Lines from the records below that contain the word "ponytail" are to be copied out.

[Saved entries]

::::::::::

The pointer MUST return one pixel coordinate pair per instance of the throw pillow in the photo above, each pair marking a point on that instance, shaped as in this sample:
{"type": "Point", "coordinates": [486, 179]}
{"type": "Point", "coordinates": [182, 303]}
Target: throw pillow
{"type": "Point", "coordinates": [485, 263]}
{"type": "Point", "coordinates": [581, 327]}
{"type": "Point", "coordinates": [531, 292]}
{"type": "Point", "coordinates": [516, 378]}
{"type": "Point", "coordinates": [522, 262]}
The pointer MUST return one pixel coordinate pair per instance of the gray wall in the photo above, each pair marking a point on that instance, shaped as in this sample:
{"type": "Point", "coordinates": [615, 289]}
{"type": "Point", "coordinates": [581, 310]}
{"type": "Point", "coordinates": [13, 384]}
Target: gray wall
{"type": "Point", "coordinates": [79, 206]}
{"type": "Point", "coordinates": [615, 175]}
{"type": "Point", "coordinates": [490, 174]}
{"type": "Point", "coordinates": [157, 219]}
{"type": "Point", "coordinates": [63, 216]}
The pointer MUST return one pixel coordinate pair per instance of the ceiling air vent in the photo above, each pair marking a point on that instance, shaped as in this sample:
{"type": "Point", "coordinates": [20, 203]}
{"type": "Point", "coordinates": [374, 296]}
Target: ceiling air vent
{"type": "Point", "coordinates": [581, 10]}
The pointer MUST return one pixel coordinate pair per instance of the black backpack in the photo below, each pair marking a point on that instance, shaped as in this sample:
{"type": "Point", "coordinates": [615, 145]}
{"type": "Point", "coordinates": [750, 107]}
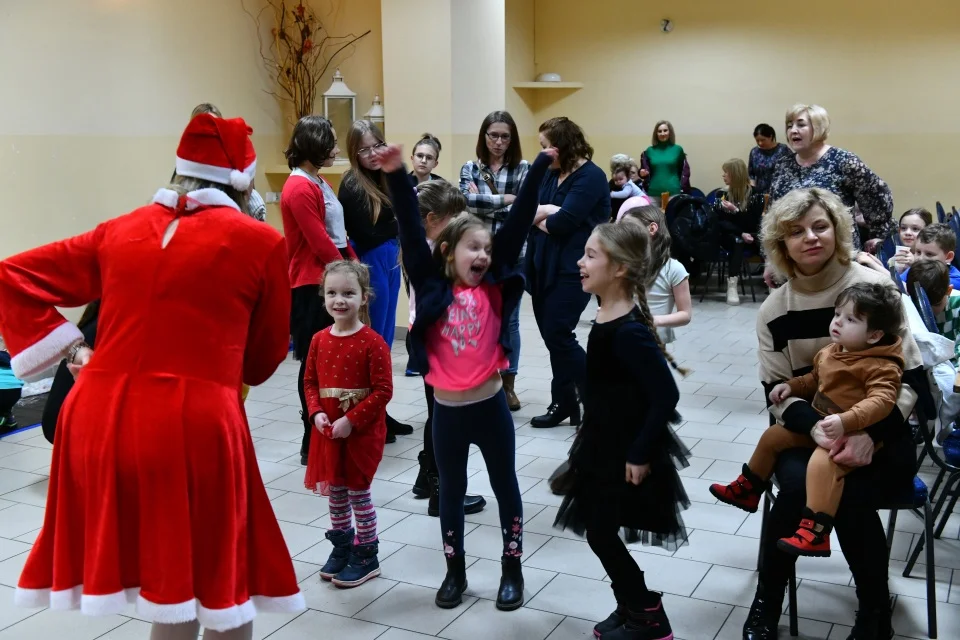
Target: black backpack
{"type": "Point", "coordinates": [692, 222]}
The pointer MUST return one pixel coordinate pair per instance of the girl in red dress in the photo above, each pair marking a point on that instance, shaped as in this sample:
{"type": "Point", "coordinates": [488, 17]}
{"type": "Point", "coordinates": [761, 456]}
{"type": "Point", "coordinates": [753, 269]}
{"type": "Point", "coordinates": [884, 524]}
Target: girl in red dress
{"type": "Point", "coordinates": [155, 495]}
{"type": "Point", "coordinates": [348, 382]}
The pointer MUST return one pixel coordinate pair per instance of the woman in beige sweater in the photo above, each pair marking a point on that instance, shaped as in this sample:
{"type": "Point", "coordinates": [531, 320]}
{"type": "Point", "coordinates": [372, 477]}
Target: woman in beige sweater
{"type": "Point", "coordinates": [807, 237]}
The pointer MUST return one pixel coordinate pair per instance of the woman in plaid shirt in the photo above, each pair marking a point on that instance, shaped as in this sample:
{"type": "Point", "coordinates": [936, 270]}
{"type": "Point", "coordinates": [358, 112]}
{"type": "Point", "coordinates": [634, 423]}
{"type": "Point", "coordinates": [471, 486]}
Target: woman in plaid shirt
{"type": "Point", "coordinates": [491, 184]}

::::::::::

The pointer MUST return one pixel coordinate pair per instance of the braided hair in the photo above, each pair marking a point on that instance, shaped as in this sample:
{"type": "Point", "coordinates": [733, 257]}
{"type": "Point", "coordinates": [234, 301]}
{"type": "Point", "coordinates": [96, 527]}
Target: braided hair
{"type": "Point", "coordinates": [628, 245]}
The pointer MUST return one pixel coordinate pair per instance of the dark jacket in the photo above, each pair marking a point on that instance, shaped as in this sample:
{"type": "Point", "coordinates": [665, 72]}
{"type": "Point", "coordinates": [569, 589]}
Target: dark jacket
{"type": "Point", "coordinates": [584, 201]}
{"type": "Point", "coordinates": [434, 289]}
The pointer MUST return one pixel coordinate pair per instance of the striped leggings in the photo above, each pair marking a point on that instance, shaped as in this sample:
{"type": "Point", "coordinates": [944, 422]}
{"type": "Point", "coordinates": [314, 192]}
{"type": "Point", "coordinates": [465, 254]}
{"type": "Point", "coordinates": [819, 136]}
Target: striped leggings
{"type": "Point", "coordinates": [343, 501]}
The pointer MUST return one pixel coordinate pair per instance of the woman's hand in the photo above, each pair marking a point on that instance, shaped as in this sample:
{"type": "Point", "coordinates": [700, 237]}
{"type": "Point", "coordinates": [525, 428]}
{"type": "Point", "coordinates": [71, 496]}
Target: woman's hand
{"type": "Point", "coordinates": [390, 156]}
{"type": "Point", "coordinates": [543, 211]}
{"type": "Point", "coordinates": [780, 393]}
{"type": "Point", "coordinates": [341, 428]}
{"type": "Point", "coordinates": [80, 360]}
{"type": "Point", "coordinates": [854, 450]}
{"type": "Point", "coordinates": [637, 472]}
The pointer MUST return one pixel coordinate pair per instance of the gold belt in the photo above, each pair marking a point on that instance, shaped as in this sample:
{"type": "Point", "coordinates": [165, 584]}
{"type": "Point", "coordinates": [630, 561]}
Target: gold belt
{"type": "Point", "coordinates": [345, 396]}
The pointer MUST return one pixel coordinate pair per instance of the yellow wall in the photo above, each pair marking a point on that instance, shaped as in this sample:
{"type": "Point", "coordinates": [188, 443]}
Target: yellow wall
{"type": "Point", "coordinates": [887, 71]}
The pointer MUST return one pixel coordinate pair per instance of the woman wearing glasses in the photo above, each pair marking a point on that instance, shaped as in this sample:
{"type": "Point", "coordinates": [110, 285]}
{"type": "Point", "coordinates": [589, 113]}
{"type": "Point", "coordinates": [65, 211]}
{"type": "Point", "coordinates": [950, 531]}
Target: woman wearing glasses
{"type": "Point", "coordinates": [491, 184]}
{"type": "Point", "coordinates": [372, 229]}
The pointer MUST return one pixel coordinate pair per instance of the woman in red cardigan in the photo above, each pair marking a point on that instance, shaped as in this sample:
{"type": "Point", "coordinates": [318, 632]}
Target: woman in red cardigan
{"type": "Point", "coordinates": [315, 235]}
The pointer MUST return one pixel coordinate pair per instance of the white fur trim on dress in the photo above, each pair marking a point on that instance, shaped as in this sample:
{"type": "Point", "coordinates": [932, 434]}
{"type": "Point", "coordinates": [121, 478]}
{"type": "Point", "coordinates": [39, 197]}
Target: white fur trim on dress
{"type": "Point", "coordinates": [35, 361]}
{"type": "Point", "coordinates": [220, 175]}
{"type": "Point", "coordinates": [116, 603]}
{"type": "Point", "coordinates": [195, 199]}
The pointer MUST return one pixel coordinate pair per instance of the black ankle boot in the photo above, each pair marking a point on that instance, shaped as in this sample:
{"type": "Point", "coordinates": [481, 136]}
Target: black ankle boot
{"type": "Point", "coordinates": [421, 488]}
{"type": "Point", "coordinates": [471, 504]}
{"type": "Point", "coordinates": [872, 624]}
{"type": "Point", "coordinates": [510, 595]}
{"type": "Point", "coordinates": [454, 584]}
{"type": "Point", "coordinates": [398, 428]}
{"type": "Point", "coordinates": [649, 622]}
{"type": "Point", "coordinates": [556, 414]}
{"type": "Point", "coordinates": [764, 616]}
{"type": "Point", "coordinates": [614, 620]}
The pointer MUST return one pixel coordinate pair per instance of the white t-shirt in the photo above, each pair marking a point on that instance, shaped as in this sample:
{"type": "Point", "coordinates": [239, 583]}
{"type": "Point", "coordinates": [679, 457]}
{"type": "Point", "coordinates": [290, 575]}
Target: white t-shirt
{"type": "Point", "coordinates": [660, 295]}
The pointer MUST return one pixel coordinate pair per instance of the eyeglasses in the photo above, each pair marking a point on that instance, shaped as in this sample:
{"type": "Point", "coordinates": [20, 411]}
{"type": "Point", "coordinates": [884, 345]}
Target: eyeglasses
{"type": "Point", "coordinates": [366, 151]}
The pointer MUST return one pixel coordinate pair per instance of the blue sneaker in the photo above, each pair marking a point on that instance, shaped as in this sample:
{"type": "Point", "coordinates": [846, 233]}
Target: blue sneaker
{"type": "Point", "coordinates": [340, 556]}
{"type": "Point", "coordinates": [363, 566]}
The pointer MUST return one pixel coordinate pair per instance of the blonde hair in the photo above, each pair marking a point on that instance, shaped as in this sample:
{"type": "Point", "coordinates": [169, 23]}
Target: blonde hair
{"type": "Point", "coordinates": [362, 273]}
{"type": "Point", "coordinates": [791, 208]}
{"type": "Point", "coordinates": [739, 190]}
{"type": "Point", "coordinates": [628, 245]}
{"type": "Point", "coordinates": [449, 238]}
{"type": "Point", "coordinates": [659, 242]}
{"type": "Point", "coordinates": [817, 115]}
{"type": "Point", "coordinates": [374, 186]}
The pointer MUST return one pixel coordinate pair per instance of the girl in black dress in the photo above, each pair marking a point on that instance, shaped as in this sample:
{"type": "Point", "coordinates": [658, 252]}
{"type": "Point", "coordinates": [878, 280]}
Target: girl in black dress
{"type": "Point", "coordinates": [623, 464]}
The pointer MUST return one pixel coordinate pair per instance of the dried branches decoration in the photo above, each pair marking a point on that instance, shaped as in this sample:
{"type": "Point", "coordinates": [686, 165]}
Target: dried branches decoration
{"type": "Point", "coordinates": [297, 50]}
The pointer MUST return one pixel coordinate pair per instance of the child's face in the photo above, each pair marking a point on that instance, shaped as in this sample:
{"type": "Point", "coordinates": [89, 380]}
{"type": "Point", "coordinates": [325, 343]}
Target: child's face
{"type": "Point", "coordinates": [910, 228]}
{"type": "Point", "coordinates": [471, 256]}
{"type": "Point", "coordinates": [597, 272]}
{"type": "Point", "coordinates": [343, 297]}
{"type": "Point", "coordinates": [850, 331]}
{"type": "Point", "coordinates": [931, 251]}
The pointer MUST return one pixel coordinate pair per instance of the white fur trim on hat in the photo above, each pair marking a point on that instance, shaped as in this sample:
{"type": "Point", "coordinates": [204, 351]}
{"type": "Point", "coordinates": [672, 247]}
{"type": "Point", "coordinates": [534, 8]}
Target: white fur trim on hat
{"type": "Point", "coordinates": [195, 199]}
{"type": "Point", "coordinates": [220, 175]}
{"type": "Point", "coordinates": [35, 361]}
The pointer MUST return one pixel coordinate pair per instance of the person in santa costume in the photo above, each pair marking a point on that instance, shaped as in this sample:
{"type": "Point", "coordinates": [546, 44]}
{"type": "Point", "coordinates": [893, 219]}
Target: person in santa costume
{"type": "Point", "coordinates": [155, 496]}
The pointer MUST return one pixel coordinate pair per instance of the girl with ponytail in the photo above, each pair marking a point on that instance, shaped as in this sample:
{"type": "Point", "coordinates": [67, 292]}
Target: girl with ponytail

::::::::::

## Solution
The pointer MUST return one pixel coordinate pair per instance of the girl with ponytail in the photo above, each pair marking a point on that instance, shaped as in this sample:
Target: girl with ponytail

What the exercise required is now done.